• TASK BRIEF: Each line of the entries below that includes "positive" belongs in your answer.

• DATASET EXTRACT:
..............................

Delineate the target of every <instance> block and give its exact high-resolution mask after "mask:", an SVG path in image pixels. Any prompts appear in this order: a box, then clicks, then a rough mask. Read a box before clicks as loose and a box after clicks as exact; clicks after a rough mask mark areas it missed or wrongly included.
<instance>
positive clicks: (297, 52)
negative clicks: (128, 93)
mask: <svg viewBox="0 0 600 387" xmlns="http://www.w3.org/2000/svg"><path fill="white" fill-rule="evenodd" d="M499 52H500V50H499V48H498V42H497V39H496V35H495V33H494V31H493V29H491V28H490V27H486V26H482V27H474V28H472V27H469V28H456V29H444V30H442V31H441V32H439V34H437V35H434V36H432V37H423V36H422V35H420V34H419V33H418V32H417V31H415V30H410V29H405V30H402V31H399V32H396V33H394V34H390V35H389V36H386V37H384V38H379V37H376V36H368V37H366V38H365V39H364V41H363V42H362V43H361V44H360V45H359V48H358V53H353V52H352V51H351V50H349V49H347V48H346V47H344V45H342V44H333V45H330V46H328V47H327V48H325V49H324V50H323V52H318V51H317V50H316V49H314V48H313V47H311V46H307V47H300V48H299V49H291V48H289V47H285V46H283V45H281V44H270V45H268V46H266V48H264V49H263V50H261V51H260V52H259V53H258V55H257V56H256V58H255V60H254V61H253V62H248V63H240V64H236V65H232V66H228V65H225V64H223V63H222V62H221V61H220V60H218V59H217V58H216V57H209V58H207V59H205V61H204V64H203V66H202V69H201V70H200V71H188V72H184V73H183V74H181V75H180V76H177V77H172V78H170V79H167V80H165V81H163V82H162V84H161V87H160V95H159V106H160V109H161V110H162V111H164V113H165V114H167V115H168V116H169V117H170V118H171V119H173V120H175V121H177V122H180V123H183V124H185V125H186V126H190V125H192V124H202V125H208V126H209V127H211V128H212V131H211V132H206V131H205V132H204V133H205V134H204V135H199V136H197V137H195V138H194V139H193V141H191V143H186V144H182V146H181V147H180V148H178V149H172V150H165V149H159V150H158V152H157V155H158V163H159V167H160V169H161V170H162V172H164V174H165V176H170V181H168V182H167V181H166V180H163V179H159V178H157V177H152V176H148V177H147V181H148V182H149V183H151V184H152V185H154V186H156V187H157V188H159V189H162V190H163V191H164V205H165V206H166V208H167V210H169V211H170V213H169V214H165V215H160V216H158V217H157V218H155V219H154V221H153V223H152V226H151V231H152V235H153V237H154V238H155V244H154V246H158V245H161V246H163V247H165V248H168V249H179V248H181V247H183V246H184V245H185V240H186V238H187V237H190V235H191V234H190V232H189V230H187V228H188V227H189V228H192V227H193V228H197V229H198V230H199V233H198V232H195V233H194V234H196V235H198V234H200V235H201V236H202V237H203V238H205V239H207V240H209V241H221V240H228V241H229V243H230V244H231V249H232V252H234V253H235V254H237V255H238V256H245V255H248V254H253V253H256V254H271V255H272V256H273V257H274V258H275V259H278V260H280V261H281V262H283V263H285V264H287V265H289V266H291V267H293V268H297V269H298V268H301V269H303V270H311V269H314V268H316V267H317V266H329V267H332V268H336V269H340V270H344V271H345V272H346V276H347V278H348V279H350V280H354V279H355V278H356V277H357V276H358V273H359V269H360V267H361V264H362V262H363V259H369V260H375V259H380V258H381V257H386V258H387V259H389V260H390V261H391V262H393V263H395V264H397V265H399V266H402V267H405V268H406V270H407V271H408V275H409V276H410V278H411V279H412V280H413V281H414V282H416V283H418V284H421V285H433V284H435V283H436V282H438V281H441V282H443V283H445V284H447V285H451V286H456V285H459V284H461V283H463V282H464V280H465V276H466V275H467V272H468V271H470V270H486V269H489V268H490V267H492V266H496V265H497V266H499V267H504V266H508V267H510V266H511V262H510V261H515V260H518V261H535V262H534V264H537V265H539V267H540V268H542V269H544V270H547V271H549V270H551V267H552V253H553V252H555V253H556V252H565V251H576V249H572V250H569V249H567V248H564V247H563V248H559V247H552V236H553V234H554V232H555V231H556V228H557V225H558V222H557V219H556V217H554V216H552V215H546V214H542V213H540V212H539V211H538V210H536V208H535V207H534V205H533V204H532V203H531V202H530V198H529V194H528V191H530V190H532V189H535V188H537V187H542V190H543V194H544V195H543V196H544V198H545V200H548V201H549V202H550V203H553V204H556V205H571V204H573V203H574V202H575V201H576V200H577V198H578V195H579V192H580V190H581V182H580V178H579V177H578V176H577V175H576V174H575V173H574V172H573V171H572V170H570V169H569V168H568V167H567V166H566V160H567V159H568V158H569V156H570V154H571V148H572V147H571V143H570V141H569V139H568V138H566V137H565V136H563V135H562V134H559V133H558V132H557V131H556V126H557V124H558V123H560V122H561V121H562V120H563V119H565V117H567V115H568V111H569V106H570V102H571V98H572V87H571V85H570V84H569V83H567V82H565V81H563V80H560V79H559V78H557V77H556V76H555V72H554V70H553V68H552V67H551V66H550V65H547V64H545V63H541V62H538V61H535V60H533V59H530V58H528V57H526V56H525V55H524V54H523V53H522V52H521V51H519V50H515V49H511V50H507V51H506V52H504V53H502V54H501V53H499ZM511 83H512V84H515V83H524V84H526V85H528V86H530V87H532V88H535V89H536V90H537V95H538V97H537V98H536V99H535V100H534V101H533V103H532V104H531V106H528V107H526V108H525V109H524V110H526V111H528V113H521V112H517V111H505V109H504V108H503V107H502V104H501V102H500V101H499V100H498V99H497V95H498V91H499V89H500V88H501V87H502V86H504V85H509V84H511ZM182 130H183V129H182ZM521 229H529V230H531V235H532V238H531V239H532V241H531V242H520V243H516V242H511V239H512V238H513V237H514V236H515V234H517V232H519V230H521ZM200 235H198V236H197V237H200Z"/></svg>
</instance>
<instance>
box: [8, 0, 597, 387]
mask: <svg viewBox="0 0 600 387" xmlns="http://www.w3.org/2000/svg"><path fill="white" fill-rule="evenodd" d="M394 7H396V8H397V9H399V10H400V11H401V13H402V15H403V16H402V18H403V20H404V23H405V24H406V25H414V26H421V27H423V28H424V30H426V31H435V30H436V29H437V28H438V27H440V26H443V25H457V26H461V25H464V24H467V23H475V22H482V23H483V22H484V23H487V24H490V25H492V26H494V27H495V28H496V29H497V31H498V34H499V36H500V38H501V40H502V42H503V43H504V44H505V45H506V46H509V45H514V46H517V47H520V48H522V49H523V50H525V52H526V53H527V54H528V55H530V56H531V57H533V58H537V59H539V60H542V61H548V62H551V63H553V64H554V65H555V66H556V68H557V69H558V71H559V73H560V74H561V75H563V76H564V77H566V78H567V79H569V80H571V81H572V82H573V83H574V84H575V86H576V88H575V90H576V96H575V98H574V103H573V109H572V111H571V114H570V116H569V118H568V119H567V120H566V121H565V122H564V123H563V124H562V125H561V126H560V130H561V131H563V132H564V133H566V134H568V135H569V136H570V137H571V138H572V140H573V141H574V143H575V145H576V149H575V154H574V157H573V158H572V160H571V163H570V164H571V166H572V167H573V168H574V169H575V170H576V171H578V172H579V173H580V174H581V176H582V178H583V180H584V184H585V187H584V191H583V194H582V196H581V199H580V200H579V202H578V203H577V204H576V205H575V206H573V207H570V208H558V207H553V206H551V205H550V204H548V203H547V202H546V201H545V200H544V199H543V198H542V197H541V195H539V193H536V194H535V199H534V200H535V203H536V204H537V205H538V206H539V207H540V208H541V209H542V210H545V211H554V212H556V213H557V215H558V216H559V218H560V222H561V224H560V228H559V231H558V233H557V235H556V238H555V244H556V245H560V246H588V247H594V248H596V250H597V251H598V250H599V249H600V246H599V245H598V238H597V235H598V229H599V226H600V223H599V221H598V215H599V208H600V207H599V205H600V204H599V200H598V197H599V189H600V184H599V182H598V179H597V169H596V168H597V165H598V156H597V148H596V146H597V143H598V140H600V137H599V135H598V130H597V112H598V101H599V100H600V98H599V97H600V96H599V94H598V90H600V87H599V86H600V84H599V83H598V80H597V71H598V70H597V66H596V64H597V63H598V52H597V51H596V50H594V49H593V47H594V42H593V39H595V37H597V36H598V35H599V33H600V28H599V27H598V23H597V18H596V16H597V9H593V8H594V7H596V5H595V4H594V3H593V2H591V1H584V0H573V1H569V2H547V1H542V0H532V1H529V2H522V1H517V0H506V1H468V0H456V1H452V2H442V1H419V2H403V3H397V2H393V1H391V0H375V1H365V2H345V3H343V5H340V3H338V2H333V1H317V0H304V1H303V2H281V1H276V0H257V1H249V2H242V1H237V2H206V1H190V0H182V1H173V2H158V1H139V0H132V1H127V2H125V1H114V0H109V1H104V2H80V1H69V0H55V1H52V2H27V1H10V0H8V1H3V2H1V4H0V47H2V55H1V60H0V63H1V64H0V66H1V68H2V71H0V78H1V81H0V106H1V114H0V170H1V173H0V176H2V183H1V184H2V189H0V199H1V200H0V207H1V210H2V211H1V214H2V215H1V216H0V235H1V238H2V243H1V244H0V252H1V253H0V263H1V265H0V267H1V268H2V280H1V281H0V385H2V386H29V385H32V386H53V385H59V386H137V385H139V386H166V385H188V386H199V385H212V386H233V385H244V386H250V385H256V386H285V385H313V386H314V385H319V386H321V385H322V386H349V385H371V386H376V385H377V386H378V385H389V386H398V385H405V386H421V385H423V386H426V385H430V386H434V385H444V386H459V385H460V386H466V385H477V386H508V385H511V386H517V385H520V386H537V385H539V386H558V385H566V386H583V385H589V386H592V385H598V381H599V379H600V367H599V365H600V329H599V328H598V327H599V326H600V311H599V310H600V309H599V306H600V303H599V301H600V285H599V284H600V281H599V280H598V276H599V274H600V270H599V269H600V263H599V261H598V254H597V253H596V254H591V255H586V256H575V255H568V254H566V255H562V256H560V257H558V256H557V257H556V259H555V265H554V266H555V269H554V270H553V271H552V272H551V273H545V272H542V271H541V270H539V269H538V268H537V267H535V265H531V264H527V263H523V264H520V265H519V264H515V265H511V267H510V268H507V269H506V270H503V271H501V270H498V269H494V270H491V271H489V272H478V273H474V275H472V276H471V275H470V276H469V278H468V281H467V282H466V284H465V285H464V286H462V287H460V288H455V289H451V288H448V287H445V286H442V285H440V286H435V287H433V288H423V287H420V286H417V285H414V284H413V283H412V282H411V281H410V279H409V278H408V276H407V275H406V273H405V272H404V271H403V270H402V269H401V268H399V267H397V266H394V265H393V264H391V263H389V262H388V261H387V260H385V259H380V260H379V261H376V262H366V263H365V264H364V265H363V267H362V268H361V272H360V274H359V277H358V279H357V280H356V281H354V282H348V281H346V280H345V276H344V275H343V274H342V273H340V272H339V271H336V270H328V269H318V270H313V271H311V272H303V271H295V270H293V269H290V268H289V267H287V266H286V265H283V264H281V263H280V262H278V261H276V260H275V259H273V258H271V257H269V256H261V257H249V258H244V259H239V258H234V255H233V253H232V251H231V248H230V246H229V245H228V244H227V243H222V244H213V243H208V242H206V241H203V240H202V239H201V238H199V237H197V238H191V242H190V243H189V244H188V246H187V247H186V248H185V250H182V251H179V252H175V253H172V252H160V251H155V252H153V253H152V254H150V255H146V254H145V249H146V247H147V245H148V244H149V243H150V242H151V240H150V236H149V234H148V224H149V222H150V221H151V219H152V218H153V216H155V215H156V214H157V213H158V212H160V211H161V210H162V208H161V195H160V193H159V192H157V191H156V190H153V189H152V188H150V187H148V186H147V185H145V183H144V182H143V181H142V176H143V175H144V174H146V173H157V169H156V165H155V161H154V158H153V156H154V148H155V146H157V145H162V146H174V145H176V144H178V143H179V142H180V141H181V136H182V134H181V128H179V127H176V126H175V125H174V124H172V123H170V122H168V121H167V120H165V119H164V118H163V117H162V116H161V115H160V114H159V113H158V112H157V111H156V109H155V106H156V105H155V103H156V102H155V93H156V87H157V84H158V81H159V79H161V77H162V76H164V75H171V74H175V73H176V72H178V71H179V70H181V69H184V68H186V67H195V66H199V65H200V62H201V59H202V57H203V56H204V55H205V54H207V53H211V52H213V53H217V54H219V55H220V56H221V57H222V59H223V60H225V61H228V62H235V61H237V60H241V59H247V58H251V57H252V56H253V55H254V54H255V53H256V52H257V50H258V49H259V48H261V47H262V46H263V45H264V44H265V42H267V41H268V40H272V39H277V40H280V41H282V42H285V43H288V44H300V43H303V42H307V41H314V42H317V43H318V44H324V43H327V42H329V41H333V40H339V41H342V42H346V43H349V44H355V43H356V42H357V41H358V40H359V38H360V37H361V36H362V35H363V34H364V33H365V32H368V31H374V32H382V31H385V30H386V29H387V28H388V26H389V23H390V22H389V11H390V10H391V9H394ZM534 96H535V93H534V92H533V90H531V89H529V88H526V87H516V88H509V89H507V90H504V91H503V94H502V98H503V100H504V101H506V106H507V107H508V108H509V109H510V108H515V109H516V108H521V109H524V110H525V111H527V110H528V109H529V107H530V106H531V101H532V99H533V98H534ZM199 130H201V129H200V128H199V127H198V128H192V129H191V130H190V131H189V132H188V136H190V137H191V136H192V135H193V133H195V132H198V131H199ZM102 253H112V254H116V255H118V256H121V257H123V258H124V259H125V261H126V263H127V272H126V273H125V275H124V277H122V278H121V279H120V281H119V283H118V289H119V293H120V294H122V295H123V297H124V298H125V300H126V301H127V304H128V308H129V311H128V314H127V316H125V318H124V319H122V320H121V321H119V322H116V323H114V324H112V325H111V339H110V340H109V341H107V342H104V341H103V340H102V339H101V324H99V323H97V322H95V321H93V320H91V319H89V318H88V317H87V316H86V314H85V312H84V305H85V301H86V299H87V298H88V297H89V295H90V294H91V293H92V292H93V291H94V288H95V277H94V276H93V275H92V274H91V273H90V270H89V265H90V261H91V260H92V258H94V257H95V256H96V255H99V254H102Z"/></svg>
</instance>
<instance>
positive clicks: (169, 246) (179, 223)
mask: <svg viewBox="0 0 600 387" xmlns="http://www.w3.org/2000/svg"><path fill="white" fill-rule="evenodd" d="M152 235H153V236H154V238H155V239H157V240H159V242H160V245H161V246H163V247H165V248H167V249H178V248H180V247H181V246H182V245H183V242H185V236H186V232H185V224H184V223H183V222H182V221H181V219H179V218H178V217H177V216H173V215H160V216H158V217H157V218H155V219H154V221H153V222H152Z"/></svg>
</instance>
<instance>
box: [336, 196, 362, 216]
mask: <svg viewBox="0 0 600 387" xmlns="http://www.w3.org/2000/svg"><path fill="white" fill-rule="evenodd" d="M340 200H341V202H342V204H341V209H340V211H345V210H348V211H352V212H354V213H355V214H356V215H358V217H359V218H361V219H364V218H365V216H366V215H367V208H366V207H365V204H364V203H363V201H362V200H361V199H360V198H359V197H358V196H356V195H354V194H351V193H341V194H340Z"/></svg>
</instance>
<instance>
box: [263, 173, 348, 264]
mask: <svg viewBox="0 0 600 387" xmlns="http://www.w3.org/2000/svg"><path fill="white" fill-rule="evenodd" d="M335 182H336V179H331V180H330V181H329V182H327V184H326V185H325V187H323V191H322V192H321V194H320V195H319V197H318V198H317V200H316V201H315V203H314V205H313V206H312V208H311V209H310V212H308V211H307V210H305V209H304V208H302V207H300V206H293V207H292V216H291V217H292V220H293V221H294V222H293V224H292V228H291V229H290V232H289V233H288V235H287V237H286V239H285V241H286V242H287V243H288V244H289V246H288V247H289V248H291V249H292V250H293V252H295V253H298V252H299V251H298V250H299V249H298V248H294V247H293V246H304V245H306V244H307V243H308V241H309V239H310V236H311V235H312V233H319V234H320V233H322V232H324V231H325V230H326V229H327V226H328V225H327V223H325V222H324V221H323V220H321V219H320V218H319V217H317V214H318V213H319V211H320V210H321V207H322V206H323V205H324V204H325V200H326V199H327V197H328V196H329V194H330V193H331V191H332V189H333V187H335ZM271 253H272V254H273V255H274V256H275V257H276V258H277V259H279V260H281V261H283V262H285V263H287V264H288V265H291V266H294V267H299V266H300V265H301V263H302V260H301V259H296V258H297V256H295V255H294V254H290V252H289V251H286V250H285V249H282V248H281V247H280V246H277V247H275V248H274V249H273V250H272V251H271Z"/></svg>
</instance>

..............................

• RESPONSE TO THIS EXERCISE:
positive clicks: (297, 52)
positive clicks: (169, 246) (179, 223)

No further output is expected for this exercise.